Exercise goal:
Exactly the lines from the start of the entries through the line with "# drop a point on every instance of the blonde female" are required in the output, with no pictures among them.

Source information:
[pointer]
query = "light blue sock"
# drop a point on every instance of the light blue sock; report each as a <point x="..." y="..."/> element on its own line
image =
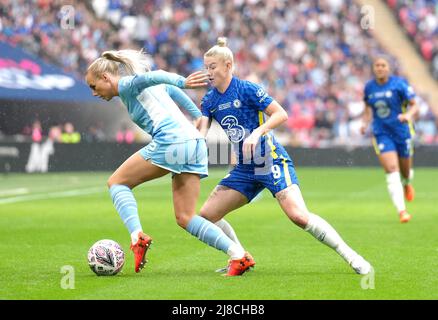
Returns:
<point x="126" y="206"/>
<point x="209" y="233"/>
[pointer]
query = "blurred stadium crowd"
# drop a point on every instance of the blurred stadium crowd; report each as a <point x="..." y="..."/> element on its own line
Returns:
<point x="313" y="56"/>
<point x="420" y="20"/>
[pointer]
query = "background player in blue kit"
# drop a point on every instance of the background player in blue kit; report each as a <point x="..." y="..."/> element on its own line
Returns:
<point x="240" y="107"/>
<point x="176" y="145"/>
<point x="386" y="98"/>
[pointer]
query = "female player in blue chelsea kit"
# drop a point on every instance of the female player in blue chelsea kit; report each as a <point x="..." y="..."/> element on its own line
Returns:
<point x="240" y="107"/>
<point x="176" y="145"/>
<point x="386" y="98"/>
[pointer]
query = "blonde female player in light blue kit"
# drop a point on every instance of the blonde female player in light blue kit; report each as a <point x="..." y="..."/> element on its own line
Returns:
<point x="176" y="145"/>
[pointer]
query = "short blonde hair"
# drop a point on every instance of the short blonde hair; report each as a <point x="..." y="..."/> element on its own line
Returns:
<point x="221" y="50"/>
<point x="122" y="62"/>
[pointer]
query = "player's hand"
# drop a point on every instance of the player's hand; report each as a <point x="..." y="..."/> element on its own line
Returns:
<point x="404" y="117"/>
<point x="197" y="79"/>
<point x="249" y="145"/>
<point x="197" y="123"/>
<point x="363" y="128"/>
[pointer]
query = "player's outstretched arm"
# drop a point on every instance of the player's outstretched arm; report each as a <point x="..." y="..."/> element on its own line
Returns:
<point x="183" y="101"/>
<point x="366" y="119"/>
<point x="203" y="125"/>
<point x="195" y="80"/>
<point x="412" y="111"/>
<point x="277" y="116"/>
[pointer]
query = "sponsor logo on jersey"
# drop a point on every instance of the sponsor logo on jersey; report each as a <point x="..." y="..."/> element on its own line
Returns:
<point x="224" y="106"/>
<point x="260" y="92"/>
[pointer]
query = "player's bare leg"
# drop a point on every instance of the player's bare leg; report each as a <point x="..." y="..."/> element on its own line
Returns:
<point x="390" y="163"/>
<point x="222" y="201"/>
<point x="186" y="188"/>
<point x="407" y="172"/>
<point x="134" y="171"/>
<point x="292" y="203"/>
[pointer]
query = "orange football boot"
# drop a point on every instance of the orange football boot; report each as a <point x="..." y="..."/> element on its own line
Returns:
<point x="240" y="266"/>
<point x="139" y="249"/>
<point x="409" y="192"/>
<point x="404" y="216"/>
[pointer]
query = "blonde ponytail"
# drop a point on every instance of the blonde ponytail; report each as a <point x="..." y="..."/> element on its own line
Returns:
<point x="122" y="62"/>
<point x="221" y="50"/>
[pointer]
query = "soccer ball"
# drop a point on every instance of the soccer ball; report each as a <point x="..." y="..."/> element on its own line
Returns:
<point x="106" y="258"/>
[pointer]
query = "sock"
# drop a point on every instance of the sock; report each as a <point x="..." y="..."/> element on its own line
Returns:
<point x="212" y="235"/>
<point x="126" y="206"/>
<point x="228" y="230"/>
<point x="408" y="180"/>
<point x="324" y="232"/>
<point x="395" y="189"/>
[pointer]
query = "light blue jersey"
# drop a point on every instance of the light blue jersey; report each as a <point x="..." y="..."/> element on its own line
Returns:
<point x="176" y="144"/>
<point x="151" y="107"/>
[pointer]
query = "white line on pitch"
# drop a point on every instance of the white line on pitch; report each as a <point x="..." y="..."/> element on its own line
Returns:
<point x="13" y="192"/>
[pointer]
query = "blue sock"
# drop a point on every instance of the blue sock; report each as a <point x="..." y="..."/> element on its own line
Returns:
<point x="126" y="206"/>
<point x="209" y="233"/>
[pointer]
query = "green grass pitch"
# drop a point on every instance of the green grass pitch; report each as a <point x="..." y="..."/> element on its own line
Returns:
<point x="50" y="221"/>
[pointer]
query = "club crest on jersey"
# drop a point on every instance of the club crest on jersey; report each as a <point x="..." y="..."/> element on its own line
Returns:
<point x="224" y="106"/>
<point x="260" y="92"/>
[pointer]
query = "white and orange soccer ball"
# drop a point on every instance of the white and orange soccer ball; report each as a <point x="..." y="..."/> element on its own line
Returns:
<point x="106" y="258"/>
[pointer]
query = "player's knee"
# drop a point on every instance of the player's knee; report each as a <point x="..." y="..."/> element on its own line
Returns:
<point x="204" y="212"/>
<point x="111" y="181"/>
<point x="391" y="169"/>
<point x="183" y="219"/>
<point x="299" y="217"/>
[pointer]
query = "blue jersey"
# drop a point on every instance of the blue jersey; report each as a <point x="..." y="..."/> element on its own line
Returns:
<point x="239" y="110"/>
<point x="388" y="101"/>
<point x="150" y="106"/>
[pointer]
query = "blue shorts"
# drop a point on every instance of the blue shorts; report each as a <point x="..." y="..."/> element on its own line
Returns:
<point x="385" y="143"/>
<point x="190" y="156"/>
<point x="249" y="181"/>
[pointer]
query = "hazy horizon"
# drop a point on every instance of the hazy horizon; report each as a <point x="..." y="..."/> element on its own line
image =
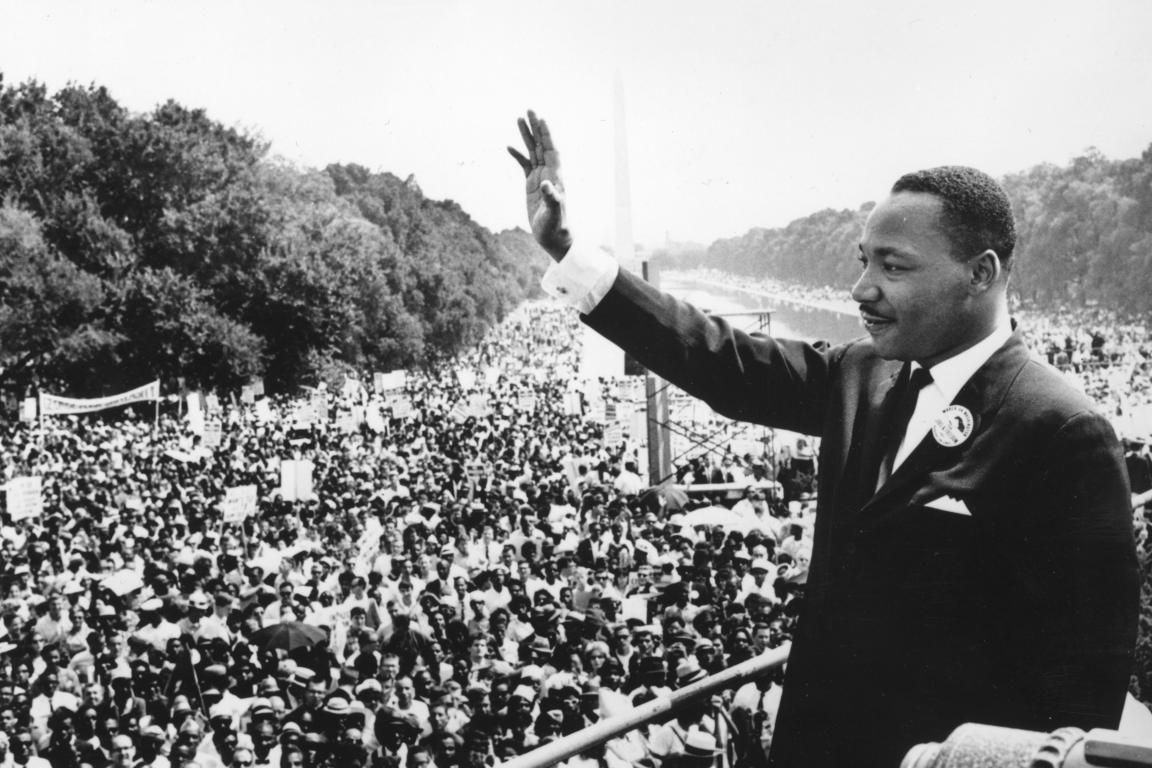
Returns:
<point x="748" y="114"/>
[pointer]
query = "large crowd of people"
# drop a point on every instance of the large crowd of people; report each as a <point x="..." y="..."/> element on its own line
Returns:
<point x="471" y="567"/>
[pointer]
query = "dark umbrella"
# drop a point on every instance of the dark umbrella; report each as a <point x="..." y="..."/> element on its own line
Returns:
<point x="288" y="636"/>
<point x="667" y="497"/>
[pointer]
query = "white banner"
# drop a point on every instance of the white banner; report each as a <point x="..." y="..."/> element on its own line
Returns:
<point x="391" y="380"/>
<point x="239" y="503"/>
<point x="54" y="405"/>
<point x="24" y="499"/>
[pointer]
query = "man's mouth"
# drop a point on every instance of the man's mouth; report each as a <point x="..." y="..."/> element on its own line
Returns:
<point x="874" y="321"/>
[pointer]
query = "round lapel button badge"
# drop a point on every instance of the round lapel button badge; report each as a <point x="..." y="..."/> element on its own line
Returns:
<point x="953" y="426"/>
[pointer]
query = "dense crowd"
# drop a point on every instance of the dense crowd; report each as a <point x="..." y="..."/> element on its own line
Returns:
<point x="477" y="571"/>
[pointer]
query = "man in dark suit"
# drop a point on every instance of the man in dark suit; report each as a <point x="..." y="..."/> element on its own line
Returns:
<point x="974" y="556"/>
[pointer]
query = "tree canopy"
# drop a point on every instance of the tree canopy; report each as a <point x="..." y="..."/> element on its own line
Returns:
<point x="1084" y="237"/>
<point x="166" y="244"/>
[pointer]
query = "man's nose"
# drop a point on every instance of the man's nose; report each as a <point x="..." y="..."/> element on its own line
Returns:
<point x="865" y="289"/>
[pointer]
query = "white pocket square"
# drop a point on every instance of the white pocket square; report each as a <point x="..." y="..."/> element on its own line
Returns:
<point x="949" y="504"/>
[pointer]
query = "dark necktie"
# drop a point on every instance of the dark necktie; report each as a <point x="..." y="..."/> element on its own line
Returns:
<point x="906" y="405"/>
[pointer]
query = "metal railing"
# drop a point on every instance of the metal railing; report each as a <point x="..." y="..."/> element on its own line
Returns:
<point x="658" y="709"/>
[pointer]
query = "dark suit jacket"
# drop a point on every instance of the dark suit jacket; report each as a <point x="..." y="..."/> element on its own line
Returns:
<point x="1021" y="614"/>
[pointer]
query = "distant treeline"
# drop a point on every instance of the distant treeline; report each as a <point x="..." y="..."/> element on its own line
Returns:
<point x="1084" y="238"/>
<point x="166" y="244"/>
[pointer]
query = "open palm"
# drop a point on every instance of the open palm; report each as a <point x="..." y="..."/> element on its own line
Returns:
<point x="543" y="187"/>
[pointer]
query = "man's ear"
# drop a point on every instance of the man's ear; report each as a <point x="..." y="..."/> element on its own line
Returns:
<point x="985" y="271"/>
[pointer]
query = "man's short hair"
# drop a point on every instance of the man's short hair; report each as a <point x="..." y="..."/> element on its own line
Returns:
<point x="977" y="214"/>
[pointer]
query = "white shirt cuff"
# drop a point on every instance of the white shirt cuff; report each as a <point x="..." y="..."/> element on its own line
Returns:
<point x="582" y="278"/>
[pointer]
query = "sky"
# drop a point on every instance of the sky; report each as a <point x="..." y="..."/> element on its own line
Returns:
<point x="737" y="114"/>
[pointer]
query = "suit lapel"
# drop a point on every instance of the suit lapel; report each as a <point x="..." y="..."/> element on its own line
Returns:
<point x="982" y="395"/>
<point x="872" y="417"/>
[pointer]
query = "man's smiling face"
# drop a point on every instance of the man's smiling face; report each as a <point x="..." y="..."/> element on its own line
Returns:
<point x="914" y="293"/>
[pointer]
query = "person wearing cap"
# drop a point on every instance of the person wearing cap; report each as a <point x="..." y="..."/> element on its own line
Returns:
<point x="50" y="698"/>
<point x="758" y="582"/>
<point x="403" y="701"/>
<point x="698" y="750"/>
<point x="154" y="628"/>
<point x="54" y="624"/>
<point x="152" y="747"/>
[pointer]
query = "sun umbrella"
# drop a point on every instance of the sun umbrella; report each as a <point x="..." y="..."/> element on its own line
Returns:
<point x="288" y="636"/>
<point x="665" y="496"/>
<point x="122" y="582"/>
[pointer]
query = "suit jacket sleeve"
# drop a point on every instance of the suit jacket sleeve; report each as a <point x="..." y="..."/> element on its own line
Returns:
<point x="745" y="377"/>
<point x="1075" y="590"/>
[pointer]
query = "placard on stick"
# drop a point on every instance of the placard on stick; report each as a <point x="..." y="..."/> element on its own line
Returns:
<point x="239" y="503"/>
<point x="24" y="497"/>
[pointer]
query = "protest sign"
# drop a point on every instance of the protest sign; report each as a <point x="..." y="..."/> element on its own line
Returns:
<point x="54" y="405"/>
<point x="573" y="404"/>
<point x="213" y="433"/>
<point x="401" y="408"/>
<point x="296" y="480"/>
<point x="24" y="499"/>
<point x="391" y="380"/>
<point x="239" y="503"/>
<point x="374" y="419"/>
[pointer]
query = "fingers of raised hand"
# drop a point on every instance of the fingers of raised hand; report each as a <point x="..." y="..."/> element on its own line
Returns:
<point x="524" y="162"/>
<point x="525" y="132"/>
<point x="537" y="127"/>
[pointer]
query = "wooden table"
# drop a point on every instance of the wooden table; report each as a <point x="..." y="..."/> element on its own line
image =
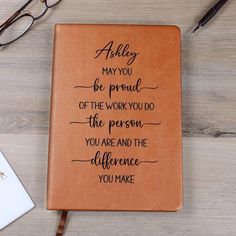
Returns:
<point x="209" y="118"/>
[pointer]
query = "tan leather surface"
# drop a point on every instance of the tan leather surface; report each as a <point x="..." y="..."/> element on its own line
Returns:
<point x="157" y="183"/>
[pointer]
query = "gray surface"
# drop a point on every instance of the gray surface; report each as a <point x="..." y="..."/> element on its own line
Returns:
<point x="209" y="118"/>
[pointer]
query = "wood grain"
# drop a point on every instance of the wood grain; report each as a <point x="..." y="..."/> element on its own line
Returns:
<point x="209" y="117"/>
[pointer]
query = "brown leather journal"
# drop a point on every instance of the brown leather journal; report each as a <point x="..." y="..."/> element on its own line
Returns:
<point x="115" y="131"/>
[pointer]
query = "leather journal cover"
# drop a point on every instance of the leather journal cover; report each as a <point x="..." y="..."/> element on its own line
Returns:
<point x="115" y="131"/>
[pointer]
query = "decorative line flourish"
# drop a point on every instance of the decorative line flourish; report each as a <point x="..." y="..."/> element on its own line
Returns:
<point x="150" y="162"/>
<point x="78" y="122"/>
<point x="151" y="124"/>
<point x="149" y="88"/>
<point x="78" y="86"/>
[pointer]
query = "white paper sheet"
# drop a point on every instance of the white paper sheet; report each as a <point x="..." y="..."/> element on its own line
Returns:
<point x="14" y="200"/>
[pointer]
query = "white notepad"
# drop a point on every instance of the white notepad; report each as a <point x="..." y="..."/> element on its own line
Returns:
<point x="14" y="200"/>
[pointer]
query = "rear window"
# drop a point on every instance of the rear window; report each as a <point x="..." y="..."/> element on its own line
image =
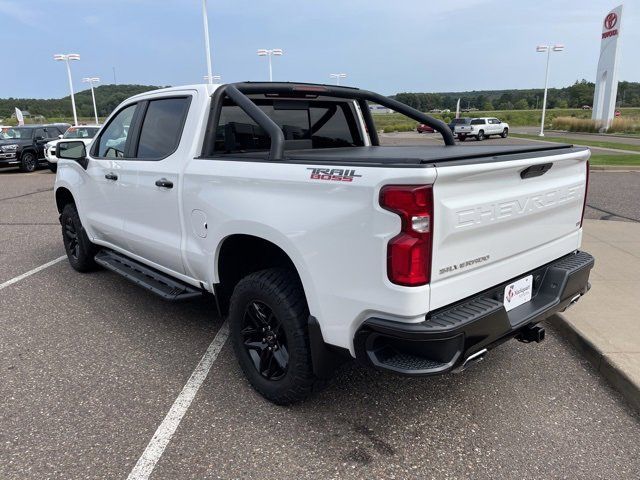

Written answer:
[pointer]
query = "light blue sock"
# drop a point on every instance of the light blue sock; report each as a <point x="..." y="..."/> element on its own line
image =
Returns:
<point x="126" y="206"/>
<point x="209" y="233"/>
[pointer]
query = "blurred stadium crowd"
# drop a point on every instance of the blurred stadium crowd; report each as a <point x="..." y="..."/> element on its own line
Returns:
<point x="313" y="56"/>
<point x="420" y="20"/>
[pointer]
query = "background player in blue kit"
# drop a point on every instance of the background player in blue kit; report each as a <point x="..." y="..."/> element on its own line
Returns:
<point x="240" y="107"/>
<point x="176" y="145"/>
<point x="386" y="98"/>
[pointer]
query = "female player in blue chelsea kit"
# drop a point on every instance of the female player in blue chelsea kit; report each as a <point x="..." y="..."/> element on its own line
Returns:
<point x="240" y="107"/>
<point x="176" y="145"/>
<point x="386" y="98"/>
[pointer]
query = "blonde female player in light blue kit"
# drop a point on every instance of the blonde female player in light blue kit; report each as a <point x="..." y="..."/> element on its own line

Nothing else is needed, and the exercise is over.